● WRITTEN INSTRUCTION: Gather every line in the rows below that contains the string "mouth" and copy each one out. Case counts.

_ _ _ _

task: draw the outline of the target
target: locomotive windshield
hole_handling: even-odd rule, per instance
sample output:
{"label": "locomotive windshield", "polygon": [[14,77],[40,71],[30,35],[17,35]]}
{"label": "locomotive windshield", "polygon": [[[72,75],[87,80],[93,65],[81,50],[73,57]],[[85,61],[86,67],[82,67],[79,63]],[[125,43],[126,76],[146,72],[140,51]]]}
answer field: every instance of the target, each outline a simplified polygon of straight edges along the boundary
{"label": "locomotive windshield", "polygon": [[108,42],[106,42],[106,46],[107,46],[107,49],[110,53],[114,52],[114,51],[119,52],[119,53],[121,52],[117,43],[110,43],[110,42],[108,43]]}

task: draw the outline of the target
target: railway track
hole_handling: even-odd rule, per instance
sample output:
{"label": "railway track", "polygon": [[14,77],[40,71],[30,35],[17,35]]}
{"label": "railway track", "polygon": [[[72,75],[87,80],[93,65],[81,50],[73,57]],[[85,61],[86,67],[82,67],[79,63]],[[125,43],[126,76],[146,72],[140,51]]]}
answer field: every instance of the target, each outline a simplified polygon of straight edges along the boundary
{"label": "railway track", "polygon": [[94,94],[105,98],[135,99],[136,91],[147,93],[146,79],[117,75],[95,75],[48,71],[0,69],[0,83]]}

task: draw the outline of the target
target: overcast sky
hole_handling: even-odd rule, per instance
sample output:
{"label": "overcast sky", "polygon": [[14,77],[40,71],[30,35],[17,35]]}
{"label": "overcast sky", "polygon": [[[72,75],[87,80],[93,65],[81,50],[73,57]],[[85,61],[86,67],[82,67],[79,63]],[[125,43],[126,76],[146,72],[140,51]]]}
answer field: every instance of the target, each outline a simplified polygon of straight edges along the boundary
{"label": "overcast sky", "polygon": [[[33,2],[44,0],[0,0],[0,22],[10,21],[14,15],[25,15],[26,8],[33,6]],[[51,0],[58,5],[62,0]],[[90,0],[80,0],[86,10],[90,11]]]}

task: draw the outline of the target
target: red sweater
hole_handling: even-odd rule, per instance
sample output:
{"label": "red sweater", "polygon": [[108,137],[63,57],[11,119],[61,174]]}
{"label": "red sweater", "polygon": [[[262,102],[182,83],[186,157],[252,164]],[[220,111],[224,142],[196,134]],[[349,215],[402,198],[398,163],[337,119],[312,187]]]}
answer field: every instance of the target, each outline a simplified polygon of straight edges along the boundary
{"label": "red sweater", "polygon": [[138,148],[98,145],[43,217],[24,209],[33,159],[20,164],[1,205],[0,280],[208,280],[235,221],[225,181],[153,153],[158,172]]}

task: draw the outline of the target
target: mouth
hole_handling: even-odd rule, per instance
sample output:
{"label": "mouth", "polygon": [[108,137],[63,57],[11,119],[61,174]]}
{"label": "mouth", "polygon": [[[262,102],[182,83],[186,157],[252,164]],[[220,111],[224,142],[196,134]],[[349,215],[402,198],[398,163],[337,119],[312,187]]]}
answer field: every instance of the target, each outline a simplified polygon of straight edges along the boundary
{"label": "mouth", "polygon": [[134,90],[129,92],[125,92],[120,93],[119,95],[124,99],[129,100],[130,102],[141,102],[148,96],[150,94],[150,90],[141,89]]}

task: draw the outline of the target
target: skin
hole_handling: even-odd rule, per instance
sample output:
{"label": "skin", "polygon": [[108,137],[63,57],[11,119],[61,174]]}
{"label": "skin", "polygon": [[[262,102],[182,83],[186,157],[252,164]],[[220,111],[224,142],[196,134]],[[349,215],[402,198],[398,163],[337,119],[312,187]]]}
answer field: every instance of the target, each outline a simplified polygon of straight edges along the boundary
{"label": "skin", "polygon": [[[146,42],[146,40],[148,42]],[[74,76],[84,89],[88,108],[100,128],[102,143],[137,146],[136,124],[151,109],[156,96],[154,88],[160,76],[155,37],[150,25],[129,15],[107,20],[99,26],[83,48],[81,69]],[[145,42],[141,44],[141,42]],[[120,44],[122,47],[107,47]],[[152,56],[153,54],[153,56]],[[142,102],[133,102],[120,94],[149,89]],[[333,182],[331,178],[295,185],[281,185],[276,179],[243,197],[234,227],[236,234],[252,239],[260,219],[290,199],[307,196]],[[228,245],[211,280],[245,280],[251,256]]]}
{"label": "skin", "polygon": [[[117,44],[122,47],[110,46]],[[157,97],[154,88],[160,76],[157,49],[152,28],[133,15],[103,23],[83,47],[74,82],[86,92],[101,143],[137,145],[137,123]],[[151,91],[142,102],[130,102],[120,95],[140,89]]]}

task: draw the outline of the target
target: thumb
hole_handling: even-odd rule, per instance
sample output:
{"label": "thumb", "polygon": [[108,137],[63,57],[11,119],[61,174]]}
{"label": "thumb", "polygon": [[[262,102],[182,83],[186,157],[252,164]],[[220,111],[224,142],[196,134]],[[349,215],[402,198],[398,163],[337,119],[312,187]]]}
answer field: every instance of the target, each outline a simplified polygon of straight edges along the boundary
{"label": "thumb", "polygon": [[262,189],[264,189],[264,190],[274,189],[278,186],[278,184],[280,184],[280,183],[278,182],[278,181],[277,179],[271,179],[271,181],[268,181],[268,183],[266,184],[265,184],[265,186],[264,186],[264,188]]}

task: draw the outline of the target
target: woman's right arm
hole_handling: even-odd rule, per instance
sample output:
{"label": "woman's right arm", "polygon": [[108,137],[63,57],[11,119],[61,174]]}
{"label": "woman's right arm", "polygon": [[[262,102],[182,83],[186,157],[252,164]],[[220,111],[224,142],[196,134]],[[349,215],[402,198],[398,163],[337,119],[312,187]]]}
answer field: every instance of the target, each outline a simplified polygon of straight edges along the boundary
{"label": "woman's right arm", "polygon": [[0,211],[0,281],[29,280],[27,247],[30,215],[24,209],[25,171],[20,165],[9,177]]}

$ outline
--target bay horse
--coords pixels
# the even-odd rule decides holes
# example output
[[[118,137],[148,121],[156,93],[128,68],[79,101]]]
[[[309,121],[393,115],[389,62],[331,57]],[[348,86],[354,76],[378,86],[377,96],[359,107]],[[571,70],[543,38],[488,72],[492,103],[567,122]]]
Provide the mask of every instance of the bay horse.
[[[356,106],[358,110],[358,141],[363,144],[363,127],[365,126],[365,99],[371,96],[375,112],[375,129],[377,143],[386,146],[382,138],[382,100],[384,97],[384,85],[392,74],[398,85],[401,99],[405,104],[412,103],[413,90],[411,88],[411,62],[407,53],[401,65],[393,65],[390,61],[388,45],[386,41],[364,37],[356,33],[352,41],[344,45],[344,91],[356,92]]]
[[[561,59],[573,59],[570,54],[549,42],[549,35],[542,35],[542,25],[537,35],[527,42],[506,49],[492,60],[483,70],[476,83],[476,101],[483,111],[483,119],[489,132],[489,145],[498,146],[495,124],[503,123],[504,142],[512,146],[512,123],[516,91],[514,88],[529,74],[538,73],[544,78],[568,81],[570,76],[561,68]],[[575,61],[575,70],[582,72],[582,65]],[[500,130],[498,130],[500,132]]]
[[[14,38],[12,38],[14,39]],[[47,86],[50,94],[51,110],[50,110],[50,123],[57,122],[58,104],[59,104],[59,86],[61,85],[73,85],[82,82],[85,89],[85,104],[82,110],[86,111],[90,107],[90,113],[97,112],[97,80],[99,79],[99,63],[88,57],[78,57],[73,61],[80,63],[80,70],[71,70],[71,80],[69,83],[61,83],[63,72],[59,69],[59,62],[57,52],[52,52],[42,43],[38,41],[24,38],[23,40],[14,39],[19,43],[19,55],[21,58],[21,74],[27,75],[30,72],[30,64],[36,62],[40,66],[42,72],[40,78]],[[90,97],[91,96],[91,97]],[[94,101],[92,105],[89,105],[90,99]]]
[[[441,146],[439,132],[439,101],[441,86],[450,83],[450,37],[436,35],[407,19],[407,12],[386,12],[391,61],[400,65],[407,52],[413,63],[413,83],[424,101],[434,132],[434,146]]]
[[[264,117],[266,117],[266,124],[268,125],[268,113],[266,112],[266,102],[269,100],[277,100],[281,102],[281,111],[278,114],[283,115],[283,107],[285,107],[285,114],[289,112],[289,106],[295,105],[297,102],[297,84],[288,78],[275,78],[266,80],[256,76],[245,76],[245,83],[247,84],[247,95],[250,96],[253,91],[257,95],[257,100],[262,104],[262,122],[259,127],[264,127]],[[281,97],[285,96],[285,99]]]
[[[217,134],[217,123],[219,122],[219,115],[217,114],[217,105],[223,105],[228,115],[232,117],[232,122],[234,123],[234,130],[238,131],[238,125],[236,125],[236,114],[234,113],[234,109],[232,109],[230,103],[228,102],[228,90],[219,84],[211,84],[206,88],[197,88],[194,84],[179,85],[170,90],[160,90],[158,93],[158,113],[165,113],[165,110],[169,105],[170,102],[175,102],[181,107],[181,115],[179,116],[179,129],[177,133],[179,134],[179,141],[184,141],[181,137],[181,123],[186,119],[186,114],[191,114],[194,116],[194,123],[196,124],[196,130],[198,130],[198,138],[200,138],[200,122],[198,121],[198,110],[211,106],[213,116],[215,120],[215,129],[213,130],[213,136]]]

_ _ _ _

● REPLY TO THE EXERCISE:
target: mouth
{"label": "mouth", "polygon": [[108,137],[63,57],[11,119],[61,174]]}
{"label": "mouth", "polygon": [[[262,102],[182,83],[186,157],[252,164]],[[220,111],[224,142],[196,134]],[[349,215],[402,198],[398,163],[337,119],[312,187]]]}
{"label": "mouth", "polygon": [[134,90],[129,92],[125,92],[120,93],[119,95],[124,99],[129,100],[130,102],[141,102],[148,96],[150,94],[150,90],[141,89]]}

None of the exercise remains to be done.